▶ _DOCUMENT SECTION_:

-=-=-=-=-

Introduction and Factors of Selective Catalytic Reduction (SCR) Catalysts

Selective catalytic reduction (SCR) catalysts utilize a reducing agent to selectively react with NOx in flue gas, producing non-toxic and pollution-free N2 and H2O, under the action of a catalyst.

Reaction temperature determines not only the reaction rate of the reactants but also the reactivity of the SCR catalyst. Generally, higher reaction temperatures result in faster reaction rates and higher catalyst activity, leading to a smaller reaction space and reactor volume per unit area. Considering reactant heating, system control, and the catalyst's suitable temperature range, SCR system temperatures are typically set between 320 and 420°C.

Space velocity is a key design parameter for selective catalytic reduction (SCR) catalysts. It measures the residence time of flue gas (wet flue gas under standard conditions) within the catalyst volume, and to some extent determines whether the reactants react completely. It also influences the scouring of the reactor catalyst framework and the friction loss of the flue gas.

-=-=-=-=-

▶ _RECORDED DATA_:
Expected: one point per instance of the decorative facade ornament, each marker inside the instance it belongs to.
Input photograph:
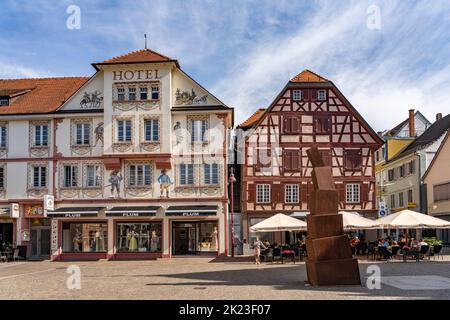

-=-=-=-=-

▶ _TASK 1_: Set down a passage of the text on selective catalytic reduction catalysts word for word, beginning at the words "Introduction and Factors" and stopping after "320 and 420°C.".
▶ _TASK 2_: Take the text on selective catalytic reduction catalysts further from the point where it stops.
The lines are not needed for any of the work here.

▶ _TASK RESULT 1_:
Introduction and Factors of Selective Catalytic Reduction (SCR) Catalysts

Selective catalytic reduction (SCR) catalysts utilize a reducing agent to selectively react with NOx in flue gas, producing non-toxic and pollution-free N2 and H2O, under the action of a catalyst.

Reaction temperature determines not only the reaction rate of the reactants but also the reactivity of the SCR catalyst. Generally, higher reaction temperatures result in faster reaction rates and higher catalyst activity, leading to a smaller reaction space and reactor volume per unit area. Considering reactant heating, system control, and the catalyst's suitable temperature range, SCR system temperatures are typically set between 320 and 420°C.

▶ _TASK RESULT 2_:
The quality of the flue gas flow pattern determines the effectiveness of the catalyst. A suitable flue gas flow pattern not only maximizes catalyst utilization but also reduces friction loss. In engineering design, the flue gas flow field must be carefully considered. Ammonia injection points should have turbulent conditions to achieve optimal mixing with the flue gas and form a clearly defined homogeneous flow region.